[Stated problem] List every line of the records below that contains the string "ended", copying each such line in full. Matching is case-sensitive.

[Given information]
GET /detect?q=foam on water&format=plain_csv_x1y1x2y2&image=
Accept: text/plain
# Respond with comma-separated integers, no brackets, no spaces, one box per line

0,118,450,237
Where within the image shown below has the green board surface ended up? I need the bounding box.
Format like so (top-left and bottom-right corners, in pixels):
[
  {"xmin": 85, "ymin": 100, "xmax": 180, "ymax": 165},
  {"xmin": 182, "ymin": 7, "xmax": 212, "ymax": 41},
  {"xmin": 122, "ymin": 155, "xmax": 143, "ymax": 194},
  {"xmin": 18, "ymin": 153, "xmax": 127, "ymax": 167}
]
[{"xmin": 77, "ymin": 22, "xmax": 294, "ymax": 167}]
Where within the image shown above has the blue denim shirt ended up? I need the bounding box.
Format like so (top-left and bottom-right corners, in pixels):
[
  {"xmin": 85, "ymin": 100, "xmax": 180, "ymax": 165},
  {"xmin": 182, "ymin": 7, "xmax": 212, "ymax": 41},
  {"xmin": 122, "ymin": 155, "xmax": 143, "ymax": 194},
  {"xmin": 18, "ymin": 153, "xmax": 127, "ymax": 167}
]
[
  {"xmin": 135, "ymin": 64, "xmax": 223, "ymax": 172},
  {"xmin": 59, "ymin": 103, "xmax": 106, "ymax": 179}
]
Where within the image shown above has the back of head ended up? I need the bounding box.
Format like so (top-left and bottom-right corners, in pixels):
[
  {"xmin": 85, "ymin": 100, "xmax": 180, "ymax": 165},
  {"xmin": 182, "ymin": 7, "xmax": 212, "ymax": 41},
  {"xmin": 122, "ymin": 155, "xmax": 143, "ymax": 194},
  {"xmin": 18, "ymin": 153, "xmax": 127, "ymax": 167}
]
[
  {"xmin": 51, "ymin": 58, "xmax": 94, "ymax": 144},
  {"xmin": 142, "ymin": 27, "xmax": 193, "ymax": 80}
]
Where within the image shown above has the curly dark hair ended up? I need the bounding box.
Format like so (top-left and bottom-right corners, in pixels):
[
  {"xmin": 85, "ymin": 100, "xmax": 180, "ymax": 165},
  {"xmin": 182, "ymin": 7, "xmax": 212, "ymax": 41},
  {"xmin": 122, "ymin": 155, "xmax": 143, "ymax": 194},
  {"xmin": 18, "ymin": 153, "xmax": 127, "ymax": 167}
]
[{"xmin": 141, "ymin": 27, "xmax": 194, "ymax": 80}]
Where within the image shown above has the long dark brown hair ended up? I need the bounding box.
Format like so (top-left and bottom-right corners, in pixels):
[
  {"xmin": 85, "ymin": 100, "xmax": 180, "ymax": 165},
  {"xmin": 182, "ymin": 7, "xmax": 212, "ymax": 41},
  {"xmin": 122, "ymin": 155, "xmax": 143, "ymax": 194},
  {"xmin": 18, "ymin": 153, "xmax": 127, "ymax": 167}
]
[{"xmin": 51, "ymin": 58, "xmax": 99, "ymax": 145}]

==

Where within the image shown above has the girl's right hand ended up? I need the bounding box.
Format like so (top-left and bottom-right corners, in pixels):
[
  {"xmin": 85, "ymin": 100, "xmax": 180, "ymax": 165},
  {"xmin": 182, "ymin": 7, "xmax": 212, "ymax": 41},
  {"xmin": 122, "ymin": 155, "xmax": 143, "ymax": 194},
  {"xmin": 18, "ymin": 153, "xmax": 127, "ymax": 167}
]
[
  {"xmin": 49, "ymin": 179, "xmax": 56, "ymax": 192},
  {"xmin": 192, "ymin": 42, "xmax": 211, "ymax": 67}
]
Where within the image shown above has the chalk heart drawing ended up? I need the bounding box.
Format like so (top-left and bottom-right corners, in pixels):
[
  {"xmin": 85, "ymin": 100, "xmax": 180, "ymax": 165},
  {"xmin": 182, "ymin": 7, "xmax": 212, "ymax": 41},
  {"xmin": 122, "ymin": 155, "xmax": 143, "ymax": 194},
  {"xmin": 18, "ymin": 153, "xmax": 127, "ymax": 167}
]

[The reply]
Where within the image shown below has the green board surface ended up? I need the bounding box.
Where within the image shown above has the blue denim shirt ended up? I need the bounding box.
Where within the image shown above has the back of head ended up? I need the bounding box.
Where within the image shown above has the curly dark hair ended up? I need the bounding box.
Where within the image shown above has the long dark brown hair ended up? I need the bounding box.
Where within the image shown above has the girl's right hand ended up? I need the bounding box.
Where within the image shown above has the chalk heart drawing ended up? I need the bounding box.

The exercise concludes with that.